- Objective
Write the entries below out again exactly; any picture in them stays out.

- Material supplied
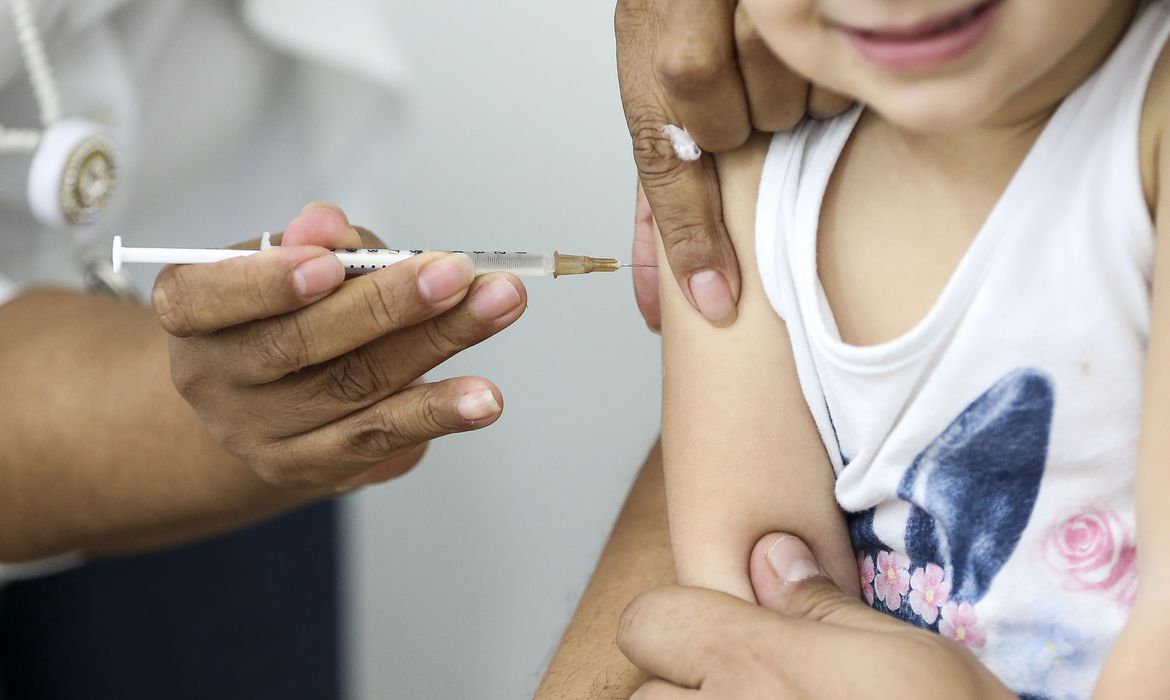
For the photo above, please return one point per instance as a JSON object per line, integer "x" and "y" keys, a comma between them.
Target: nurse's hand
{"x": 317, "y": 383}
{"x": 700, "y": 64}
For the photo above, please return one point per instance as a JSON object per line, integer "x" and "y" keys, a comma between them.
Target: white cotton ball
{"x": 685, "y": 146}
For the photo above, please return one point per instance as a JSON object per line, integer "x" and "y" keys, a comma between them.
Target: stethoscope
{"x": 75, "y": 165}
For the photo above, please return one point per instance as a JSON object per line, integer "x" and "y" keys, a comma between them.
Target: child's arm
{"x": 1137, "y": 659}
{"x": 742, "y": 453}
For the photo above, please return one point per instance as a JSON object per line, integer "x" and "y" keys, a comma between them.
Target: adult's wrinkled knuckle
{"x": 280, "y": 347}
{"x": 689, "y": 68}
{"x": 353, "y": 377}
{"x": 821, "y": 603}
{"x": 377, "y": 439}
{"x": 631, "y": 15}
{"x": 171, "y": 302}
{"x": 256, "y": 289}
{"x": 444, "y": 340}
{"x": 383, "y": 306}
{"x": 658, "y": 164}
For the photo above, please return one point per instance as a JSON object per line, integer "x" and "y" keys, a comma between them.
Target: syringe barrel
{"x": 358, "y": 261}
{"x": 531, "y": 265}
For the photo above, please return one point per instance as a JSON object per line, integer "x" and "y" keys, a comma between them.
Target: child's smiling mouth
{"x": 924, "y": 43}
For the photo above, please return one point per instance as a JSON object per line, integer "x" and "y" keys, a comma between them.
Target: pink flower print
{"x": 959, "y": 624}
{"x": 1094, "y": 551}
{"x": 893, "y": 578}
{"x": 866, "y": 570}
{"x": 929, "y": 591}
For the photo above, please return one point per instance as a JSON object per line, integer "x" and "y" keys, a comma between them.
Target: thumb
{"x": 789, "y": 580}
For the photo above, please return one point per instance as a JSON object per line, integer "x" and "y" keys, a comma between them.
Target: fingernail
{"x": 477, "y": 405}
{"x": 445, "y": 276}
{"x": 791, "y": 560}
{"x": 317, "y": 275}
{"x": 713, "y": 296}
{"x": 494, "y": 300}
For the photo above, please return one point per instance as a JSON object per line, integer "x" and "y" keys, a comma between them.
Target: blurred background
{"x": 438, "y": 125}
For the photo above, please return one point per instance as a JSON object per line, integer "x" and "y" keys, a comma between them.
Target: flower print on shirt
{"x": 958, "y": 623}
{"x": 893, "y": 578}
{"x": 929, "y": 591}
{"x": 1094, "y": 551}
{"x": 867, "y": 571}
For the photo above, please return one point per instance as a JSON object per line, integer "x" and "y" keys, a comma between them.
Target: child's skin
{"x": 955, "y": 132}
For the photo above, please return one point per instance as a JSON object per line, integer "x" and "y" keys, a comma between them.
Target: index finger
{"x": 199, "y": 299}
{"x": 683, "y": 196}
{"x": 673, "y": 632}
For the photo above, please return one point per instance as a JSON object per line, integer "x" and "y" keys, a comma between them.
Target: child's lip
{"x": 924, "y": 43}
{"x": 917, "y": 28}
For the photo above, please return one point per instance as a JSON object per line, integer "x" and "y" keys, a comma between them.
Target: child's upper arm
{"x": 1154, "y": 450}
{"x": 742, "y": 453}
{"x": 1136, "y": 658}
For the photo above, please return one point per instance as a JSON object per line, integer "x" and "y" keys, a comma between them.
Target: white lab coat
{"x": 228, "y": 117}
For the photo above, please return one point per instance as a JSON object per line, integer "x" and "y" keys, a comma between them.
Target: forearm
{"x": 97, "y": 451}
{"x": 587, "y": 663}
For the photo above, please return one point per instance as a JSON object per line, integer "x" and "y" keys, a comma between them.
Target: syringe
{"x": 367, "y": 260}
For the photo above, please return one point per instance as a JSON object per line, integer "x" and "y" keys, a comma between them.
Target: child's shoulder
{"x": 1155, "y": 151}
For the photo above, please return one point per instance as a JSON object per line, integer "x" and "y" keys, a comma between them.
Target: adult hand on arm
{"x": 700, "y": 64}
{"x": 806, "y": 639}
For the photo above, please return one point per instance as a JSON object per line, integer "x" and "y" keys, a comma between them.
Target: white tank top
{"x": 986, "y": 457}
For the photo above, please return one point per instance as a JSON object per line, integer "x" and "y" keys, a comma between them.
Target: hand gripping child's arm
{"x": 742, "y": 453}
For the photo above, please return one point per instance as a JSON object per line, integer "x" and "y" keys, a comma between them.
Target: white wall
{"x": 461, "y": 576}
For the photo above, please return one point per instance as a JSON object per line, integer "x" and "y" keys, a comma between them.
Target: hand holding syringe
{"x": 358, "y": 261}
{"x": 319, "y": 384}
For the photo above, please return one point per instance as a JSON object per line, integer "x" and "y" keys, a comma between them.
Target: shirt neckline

- Solution for this problem
For the photo above, please return one point per instance as a JSON object per line, integer "x" and "y" keys, a comma between them.
Target: nurse's hand
{"x": 317, "y": 383}
{"x": 700, "y": 64}
For the photo above, please return one point per instance as a JSON object per line, integer "x" and "y" keys, a comma between them.
Target: white cotton ball
{"x": 685, "y": 146}
For the photo above, please return one point per instance as a JSON object per line, integer "x" and "y" keys, a comma between them.
Target: stethoscope
{"x": 75, "y": 165}
For the photo above, please return one point per instance as a JSON object per line, integer "x" and "y" keys, a comma between them.
Target: child's arm
{"x": 1137, "y": 659}
{"x": 742, "y": 453}
For the photo above, please return one point per instance as a JSON object per line, integer "x" and "y" keys, a comma between them.
Target: adult's wrinkled knuckle
{"x": 280, "y": 347}
{"x": 689, "y": 68}
{"x": 353, "y": 377}
{"x": 821, "y": 603}
{"x": 377, "y": 439}
{"x": 631, "y": 15}
{"x": 171, "y": 302}
{"x": 256, "y": 289}
{"x": 444, "y": 340}
{"x": 383, "y": 306}
{"x": 658, "y": 164}
For the photo above, please return one point per instance as a JSON object per line, integer "x" and "y" keys, a comma between them.
Target: syringe barrel
{"x": 358, "y": 261}
{"x": 531, "y": 265}
For the photo above, please return one point per instance as a JSON object per line, integer "x" and "y" keys, a comma between them.
Target: child's smiling mouth
{"x": 924, "y": 43}
For the photo above, please return one point per instance as a JSON object per line, integer "x" and "y" keys, a comma between them.
Target: pink flower print
{"x": 959, "y": 624}
{"x": 1094, "y": 551}
{"x": 893, "y": 578}
{"x": 866, "y": 570}
{"x": 929, "y": 591}
For the photo above, please return one point per instance as a JSON object per line, integer "x" and "y" keys, a comma between them.
Target: thumb
{"x": 789, "y": 580}
For the photo above, please return one point per instance as a JSON object per line, integer "x" and "y" keys, a comma between them.
Target: fingernail
{"x": 477, "y": 405}
{"x": 445, "y": 276}
{"x": 791, "y": 560}
{"x": 317, "y": 275}
{"x": 713, "y": 296}
{"x": 494, "y": 300}
For the photo above, please return one point per instance as a JSON object per line, integer "x" and "y" keys, a comma between them.
Target: blurred background
{"x": 438, "y": 125}
For the photo above, please return one point per instance as a JSON object per line, integer "x" and "y" keys, a comma between them.
Target: flower print on shirt
{"x": 958, "y": 623}
{"x": 893, "y": 578}
{"x": 929, "y": 591}
{"x": 1094, "y": 551}
{"x": 867, "y": 571}
For the photo above, please return one point per instance as a JSON object per line, integer "x" and "y" keys, a comma between them.
Target: child's skin
{"x": 955, "y": 132}
For the photo above, please return one point per instance as a JSON object per line, integer "x" and "y" keys, a comma between them.
Target: index finger
{"x": 199, "y": 299}
{"x": 683, "y": 196}
{"x": 673, "y": 632}
For the photo above, please return one point per instance as a JSON object per line, integer "x" and "y" keys, a comma between them.
Target: child's lip
{"x": 924, "y": 43}
{"x": 917, "y": 28}
For the photo above, please return one point per instance as a JSON object per line, integer "x" and "y" keys, a comma between them.
Target: child's upper arm
{"x": 1154, "y": 450}
{"x": 742, "y": 453}
{"x": 1136, "y": 658}
For the photo above, please return one point per instance as a JSON object per line, integer "x" and "y" keys, a comma between them.
Target: white lab coat
{"x": 228, "y": 117}
For the photo above, please return one point per instance as a JSON object per line, integer "x" and "y" keys, a comma between them.
Target: forearm
{"x": 97, "y": 451}
{"x": 587, "y": 663}
For the photo above, please return one point per instance as a JSON object per line, integer "x" and "y" keys, a comma between them.
Target: syringe
{"x": 367, "y": 260}
For the photo above, please return one point per instance as a JSON object per line, integer "x" and "y" keys, a comma between them.
Target: child's shoulder
{"x": 1155, "y": 151}
For the photo above, please return one point per instance as a JSON object per line, integer "x" and "y" keys, a comma between them.
Target: adult hand on arm
{"x": 700, "y": 64}
{"x": 806, "y": 639}
For the photo above, please return one point per instance as a JSON object per line, integer "x" and "y" keys, a comma between them.
Target: white tank top
{"x": 986, "y": 457}
For the photo above, please return one point per instance as a JSON object per line, integer "x" and "y" keys, a comma between them.
Target: hand gripping child's arm
{"x": 742, "y": 453}
For the photo above, please return one point per instance as a JSON object per line, integer "x" and "y" keys, a comma between them.
Target: white wall
{"x": 461, "y": 576}
For the photo above, please return one point per instance as a JSON object per line, integer "x" and "y" keys, a comma between them.
Target: hand holding syringe
{"x": 358, "y": 261}
{"x": 319, "y": 384}
For the photo above, please return one point per instance as a JSON object per line, integer "x" and "y" keys, a comma between them.
Target: shirt neckline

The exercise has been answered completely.